▶ **TEXT SECTION**
┌────────
AutoNLU now supports two completely new tasks with “word labeling” (can be used for e.g. named entity recognition, information extraction, …) and question answering. Have a look at the two new tutorials to see how it is used.
The F1 binary metric was added to autonlu.Model.evaluate() if applicable.

1.2.0 (2021-11-16)¶

If only one epoch will be done (e.g. during prediction), no separate progress bar for the epochs will be shown.
The default mindatasetsize for label tasks has been changed from 0 to 4000 for better performance on small datasets. This will increase training time for small datasets. Training time of bigger datasets is unaffected.
Fixes a bug where in-memory studies using autonlu.AutoMl started the hyperparameter optimization from scratch when additional experiments were performed
Removes many warnings from internal packages
The all_labels argument from Model.distill() was removed since it was not actually used

1.1.0 (2021-09-28)¶

A TypeError exception is now thrown if labels or classes provided for training are not strings
Entropies are now returned for autonlu.Model.predict() if return_extras = True
The argument return_probabilities of autonlu.Model.predict() has been renamed to return_extras in preparation for also returning additional information
Fixed a memory leak when using autonlu.AutoMl
The argument return_logits has been removed from autonlu.SimpleModel.predict(). The logits are now always in the returned dictionary

1.0.1 (2021-09-13)¶

PyTorch 1.9.0 is now supported.

1.0.0 (2021-08-27)¶

Adds autonlu.AutoMl to automatically search for hyperparameters and to automatically select the best model for a given task.
Adds a new form of training for OMI models and with that some new optional parameters, which can be set when calling autonlu.Model.train().

0.16.0 (2021-06-18)¶

Adds model distillation via autonlu.Model.distill(). Also see the tutorial “Reduce inference time by distilling your model”
└────────
▶ **DATA**
┌────────
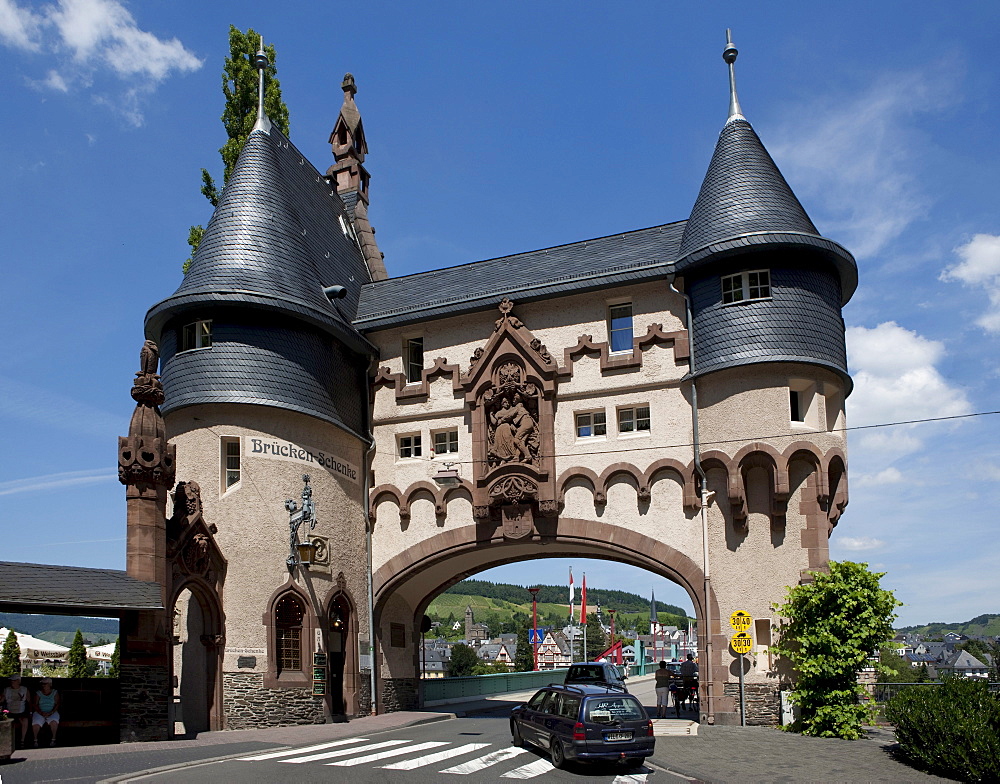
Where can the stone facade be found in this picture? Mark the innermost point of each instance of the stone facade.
└────────
▶ **YOUR OBJECTIVE**
Translate this sentence from the release notes into Spanish: "This will increase training time for small datasets."

▶ **SOLUTION TO THE EXERCISE**
Esto aumentará el tiempo de entrenamiento para conjuntos de datos pequeños.